▶ _Problem details_:
Report every line in the entries below that contains the word "sleeve".

(Dataset records on object locations)
## START
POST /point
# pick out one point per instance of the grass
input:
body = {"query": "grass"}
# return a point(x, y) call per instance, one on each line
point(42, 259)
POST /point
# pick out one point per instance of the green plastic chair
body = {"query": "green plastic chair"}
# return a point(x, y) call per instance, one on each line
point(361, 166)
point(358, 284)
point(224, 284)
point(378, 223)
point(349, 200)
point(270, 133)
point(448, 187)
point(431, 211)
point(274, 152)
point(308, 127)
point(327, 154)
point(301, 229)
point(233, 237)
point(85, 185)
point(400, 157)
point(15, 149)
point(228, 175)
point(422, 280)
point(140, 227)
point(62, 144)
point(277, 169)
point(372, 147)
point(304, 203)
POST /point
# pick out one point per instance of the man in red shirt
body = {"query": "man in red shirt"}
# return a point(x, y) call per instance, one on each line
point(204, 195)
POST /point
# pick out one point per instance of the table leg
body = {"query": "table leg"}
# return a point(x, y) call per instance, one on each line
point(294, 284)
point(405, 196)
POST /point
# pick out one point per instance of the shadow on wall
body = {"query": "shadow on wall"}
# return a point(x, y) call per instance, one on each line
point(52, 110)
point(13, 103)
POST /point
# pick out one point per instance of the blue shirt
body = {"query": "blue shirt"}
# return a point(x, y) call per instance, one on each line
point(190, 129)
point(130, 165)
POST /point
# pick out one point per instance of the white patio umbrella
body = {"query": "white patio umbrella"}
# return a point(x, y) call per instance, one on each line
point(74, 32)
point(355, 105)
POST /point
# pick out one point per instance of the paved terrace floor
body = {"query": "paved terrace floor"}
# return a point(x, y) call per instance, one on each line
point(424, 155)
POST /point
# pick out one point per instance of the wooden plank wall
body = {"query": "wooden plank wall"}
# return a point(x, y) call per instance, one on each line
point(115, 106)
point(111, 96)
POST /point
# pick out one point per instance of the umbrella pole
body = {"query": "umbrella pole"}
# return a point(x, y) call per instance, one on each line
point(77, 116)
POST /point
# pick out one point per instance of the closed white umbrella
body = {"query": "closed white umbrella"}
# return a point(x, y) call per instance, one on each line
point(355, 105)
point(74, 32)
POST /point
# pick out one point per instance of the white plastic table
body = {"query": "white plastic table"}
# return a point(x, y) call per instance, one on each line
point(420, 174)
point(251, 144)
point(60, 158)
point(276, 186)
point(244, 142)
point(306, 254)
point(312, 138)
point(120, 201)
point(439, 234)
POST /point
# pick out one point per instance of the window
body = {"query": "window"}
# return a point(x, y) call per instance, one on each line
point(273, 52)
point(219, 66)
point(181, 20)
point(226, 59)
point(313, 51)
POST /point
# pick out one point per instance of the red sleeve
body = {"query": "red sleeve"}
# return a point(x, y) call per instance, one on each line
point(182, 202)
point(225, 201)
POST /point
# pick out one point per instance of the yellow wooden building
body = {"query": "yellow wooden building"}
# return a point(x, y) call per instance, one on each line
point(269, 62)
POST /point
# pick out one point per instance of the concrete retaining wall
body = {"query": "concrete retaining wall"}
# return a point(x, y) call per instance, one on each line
## END
▶ _Solution_:
# pick out one point per instance of the red sleeve
body = {"query": "red sleeve"}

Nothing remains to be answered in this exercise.